Problem requirements:
Reproduce, word for word, the stretch of the account of arriving in Penamacor from "Let’s start with" through "the heavier luggage.".

-- START OF Excerpted passage --

Let’s start with the good news. We arrived safely in Penamacor after a very long day last Tuesday. I had woken at 4AM on Tuesday and been unable to get back to sleep. It appears that, as I get older, I worry more about travel arrangements not working out. We didn’t reach the house in Penamacor until 1:45AM. after a very easy drive: easy, but still almost three hours. Lua, taking her duties as guard dog very seriously, chose to bark warningly as I fumbled with the front-door key. (The door has always been temperamental. Sometimes I manage to catch it just right, and the key actually works, but Tuesday night was not, it is fair to say, one of those times.) This meant that we disturbed Micha’el’s sleep, which was not an entirely bad thing from our point of view since he took care of shlepping in the heavier luggage.

-- END OF Excerpted passage --
-- START OF Entries provided --

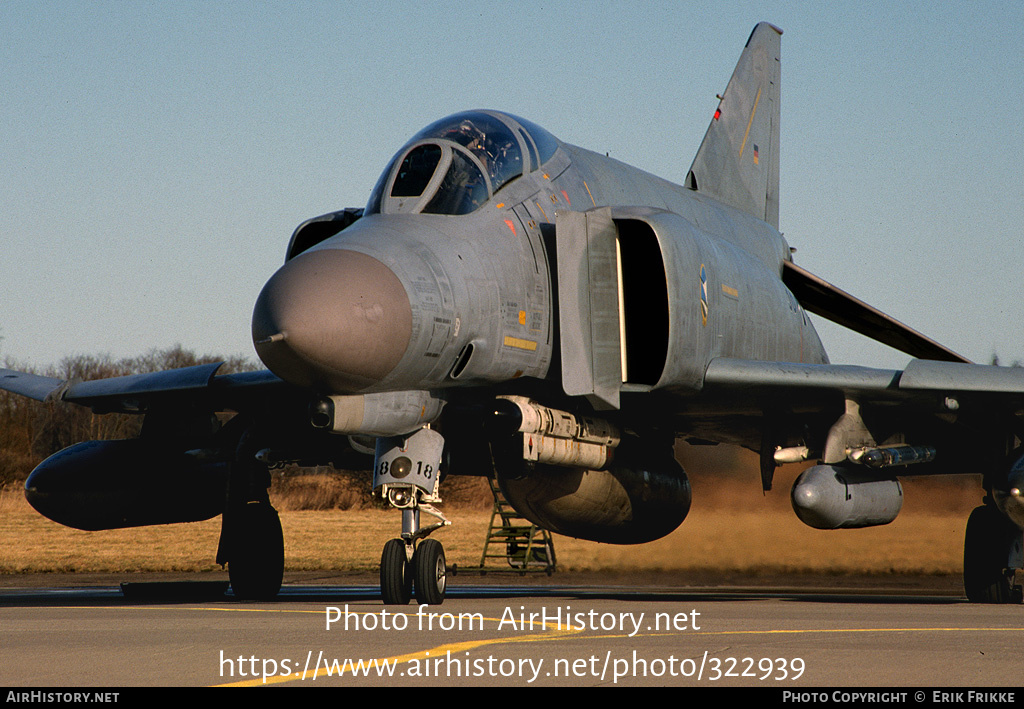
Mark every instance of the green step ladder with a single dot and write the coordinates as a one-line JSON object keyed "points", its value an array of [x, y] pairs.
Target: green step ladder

-- END OF Entries provided --
-- START OF Entries provided --

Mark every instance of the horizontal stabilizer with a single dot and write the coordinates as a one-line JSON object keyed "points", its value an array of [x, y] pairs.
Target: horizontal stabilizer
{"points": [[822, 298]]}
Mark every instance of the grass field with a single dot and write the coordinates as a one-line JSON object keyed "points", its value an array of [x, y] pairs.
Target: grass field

-- END OF Entries provided --
-- START OF Entries provided --

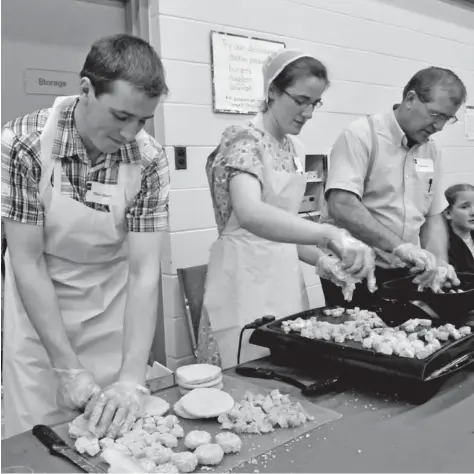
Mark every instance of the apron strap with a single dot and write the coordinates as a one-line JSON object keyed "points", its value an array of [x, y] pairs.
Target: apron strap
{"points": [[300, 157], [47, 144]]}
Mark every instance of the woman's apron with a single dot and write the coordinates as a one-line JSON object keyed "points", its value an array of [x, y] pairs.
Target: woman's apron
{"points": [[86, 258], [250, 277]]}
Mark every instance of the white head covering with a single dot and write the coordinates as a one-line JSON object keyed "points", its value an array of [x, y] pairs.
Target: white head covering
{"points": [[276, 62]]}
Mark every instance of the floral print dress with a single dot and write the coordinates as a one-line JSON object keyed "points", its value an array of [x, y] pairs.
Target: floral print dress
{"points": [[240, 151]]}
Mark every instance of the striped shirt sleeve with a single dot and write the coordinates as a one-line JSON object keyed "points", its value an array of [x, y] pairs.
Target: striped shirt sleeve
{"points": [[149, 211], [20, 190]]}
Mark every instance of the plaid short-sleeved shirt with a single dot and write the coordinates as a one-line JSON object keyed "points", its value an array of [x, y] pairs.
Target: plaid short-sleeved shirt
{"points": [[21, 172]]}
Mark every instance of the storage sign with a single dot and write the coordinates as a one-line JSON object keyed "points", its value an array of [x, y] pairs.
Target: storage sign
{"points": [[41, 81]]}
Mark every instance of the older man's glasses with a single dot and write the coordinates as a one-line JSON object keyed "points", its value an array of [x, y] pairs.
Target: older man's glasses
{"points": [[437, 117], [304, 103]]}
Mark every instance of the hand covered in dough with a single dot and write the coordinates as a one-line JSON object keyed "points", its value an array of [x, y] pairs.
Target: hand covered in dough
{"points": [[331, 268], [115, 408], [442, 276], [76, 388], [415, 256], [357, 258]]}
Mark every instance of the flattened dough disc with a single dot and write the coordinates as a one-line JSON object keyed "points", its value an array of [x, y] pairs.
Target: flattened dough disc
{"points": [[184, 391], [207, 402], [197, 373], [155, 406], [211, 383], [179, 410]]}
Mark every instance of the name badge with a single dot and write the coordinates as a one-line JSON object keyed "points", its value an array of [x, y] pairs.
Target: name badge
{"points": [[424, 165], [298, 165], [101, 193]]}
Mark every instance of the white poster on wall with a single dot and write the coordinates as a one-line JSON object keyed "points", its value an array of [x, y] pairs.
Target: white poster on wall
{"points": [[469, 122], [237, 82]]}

-- END OF Entries provided --

Solution for this task:
Let’s start with the good news. We arrived safely in Penamacor after a very long day last Tuesday. I had woken at 4AM on Tuesday and been unable to get back to sleep. It appears that, as I get older, I worry more about travel arrangements not working out. We didn’t reach the house in Penamacor until 1:45AM. after a very easy drive: easy, but still almost three hours. Lua, taking her duties as guard dog very seriously, chose to bark warningly as I fumbled with the front-door key. (The door has always been temperamental. Sometimes I manage to catch it just right, and the key actually works, but Tuesday night was not, it is fair to say, one of those times.) This meant that we disturbed Micha’el’s sleep, which was not an entirely bad thing from our point of view since he took care of shlepping in the heavier luggage.